-- START ENTRIES --
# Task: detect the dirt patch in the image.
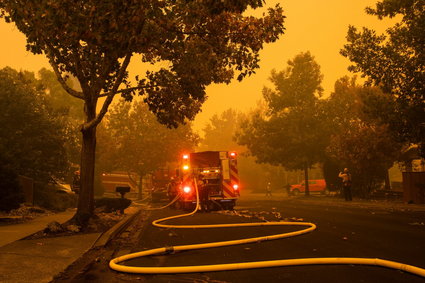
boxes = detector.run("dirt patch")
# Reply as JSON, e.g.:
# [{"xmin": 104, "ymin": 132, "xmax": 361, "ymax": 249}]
[{"xmin": 25, "ymin": 212, "xmax": 126, "ymax": 240}]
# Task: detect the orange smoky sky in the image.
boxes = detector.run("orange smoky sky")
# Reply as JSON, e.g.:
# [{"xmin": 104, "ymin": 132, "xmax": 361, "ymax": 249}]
[{"xmin": 0, "ymin": 0, "xmax": 391, "ymax": 134}]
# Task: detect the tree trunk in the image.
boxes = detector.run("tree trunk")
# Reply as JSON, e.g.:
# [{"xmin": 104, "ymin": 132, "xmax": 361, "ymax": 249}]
[
  {"xmin": 138, "ymin": 175, "xmax": 143, "ymax": 199},
  {"xmin": 304, "ymin": 164, "xmax": 310, "ymax": 196},
  {"xmin": 75, "ymin": 127, "xmax": 96, "ymax": 226},
  {"xmin": 385, "ymin": 169, "xmax": 391, "ymax": 191}
]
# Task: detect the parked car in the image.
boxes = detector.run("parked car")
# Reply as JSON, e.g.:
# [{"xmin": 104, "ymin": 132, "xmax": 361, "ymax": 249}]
[{"xmin": 291, "ymin": 179, "xmax": 327, "ymax": 196}]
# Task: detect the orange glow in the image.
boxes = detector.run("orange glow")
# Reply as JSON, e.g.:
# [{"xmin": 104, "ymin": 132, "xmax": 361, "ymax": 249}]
[{"xmin": 183, "ymin": 186, "xmax": 192, "ymax": 194}]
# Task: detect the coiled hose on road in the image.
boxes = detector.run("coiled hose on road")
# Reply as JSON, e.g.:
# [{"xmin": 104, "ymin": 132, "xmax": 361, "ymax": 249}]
[{"xmin": 109, "ymin": 181, "xmax": 425, "ymax": 277}]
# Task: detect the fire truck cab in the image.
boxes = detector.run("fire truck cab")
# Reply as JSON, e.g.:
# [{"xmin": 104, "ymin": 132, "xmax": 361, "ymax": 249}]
[{"xmin": 168, "ymin": 151, "xmax": 240, "ymax": 210}]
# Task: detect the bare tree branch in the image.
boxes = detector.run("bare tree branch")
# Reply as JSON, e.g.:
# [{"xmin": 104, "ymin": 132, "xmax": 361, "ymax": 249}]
[
  {"xmin": 82, "ymin": 53, "xmax": 132, "ymax": 130},
  {"xmin": 98, "ymin": 86, "xmax": 153, "ymax": 97},
  {"xmin": 46, "ymin": 48, "xmax": 84, "ymax": 99}
]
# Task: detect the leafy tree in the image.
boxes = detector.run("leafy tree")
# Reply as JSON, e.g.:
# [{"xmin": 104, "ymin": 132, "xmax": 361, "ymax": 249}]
[
  {"xmin": 0, "ymin": 67, "xmax": 68, "ymax": 182},
  {"xmin": 98, "ymin": 100, "xmax": 198, "ymax": 193},
  {"xmin": 0, "ymin": 0, "xmax": 284, "ymax": 224},
  {"xmin": 238, "ymin": 52, "xmax": 326, "ymax": 195},
  {"xmin": 341, "ymin": 0, "xmax": 425, "ymax": 156},
  {"xmin": 38, "ymin": 68, "xmax": 84, "ymax": 175},
  {"xmin": 324, "ymin": 77, "xmax": 401, "ymax": 196},
  {"xmin": 0, "ymin": 152, "xmax": 24, "ymax": 212},
  {"xmin": 200, "ymin": 108, "xmax": 244, "ymax": 152},
  {"xmin": 199, "ymin": 108, "xmax": 266, "ymax": 193},
  {"xmin": 328, "ymin": 121, "xmax": 400, "ymax": 197}
]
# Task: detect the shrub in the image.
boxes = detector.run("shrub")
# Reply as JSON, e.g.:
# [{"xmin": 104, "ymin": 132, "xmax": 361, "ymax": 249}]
[
  {"xmin": 0, "ymin": 158, "xmax": 24, "ymax": 212},
  {"xmin": 95, "ymin": 198, "xmax": 131, "ymax": 213},
  {"xmin": 34, "ymin": 182, "xmax": 78, "ymax": 211}
]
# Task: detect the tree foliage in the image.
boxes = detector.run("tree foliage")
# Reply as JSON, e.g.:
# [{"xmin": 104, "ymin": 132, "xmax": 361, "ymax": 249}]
[
  {"xmin": 324, "ymin": 77, "xmax": 402, "ymax": 197},
  {"xmin": 341, "ymin": 0, "xmax": 425, "ymax": 153},
  {"xmin": 200, "ymin": 108, "xmax": 244, "ymax": 152},
  {"xmin": 0, "ymin": 68, "xmax": 68, "ymax": 182},
  {"xmin": 238, "ymin": 52, "xmax": 326, "ymax": 194},
  {"xmin": 0, "ymin": 0, "xmax": 284, "ymax": 223}
]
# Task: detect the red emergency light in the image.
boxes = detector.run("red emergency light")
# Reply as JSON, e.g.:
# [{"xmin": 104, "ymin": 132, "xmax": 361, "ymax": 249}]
[{"xmin": 183, "ymin": 186, "xmax": 192, "ymax": 194}]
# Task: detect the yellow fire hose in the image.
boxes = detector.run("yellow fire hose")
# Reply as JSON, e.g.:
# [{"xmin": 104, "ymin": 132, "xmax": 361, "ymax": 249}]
[{"xmin": 109, "ymin": 180, "xmax": 425, "ymax": 277}]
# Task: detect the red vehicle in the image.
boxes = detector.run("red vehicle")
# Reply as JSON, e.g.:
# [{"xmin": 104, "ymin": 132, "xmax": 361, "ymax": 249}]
[
  {"xmin": 168, "ymin": 151, "xmax": 240, "ymax": 210},
  {"xmin": 291, "ymin": 179, "xmax": 327, "ymax": 196}
]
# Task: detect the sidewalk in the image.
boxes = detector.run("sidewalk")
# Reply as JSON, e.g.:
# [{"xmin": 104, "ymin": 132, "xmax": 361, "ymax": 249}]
[
  {"xmin": 0, "ymin": 208, "xmax": 138, "ymax": 283},
  {"xmin": 0, "ymin": 210, "xmax": 75, "ymax": 247}
]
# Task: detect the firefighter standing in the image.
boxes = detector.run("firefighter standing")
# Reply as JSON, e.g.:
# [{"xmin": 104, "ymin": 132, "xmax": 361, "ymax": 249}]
[
  {"xmin": 197, "ymin": 175, "xmax": 208, "ymax": 211},
  {"xmin": 338, "ymin": 168, "xmax": 352, "ymax": 201},
  {"xmin": 266, "ymin": 182, "xmax": 272, "ymax": 197}
]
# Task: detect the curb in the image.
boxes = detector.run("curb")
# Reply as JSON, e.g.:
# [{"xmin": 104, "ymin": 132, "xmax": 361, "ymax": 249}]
[{"xmin": 91, "ymin": 208, "xmax": 142, "ymax": 248}]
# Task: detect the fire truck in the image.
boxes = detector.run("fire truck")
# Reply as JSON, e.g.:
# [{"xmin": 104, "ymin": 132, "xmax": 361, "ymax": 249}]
[
  {"xmin": 168, "ymin": 151, "xmax": 240, "ymax": 210},
  {"xmin": 151, "ymin": 168, "xmax": 175, "ymax": 202}
]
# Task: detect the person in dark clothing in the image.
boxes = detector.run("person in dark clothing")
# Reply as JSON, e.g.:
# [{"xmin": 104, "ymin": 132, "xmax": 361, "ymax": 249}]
[
  {"xmin": 197, "ymin": 175, "xmax": 209, "ymax": 211},
  {"xmin": 338, "ymin": 168, "xmax": 352, "ymax": 201}
]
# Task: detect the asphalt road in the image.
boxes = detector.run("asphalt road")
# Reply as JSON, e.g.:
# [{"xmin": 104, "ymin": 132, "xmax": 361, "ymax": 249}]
[
  {"xmin": 61, "ymin": 195, "xmax": 425, "ymax": 283},
  {"xmin": 110, "ymin": 195, "xmax": 425, "ymax": 282}
]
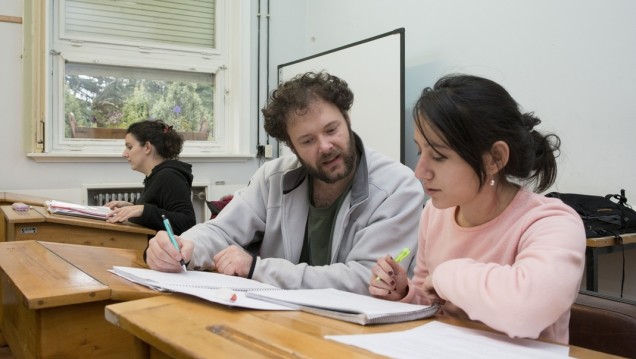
-- END ENTRIES --
- [SHORT TASK]:
Rewrite every line of the rows from the line containing "# Task: detect the asphalt road in the image." through the end of the rows, shifting each bounding-box coordinate in the answers up by 13 while leaving the JSON sample in the reply format unchanged. Omit the pictures.

- [RESPONSE TO THE TASK]:
# Task: detect the asphalt road in the image.
boxes = detector.run("asphalt road")
# Reply as JSON, e.g.:
# [{"xmin": 104, "ymin": 132, "xmax": 361, "ymax": 249}]
[
  {"xmin": 74, "ymin": 208, "xmax": 438, "ymax": 296},
  {"xmin": 123, "ymin": 208, "xmax": 438, "ymax": 295}
]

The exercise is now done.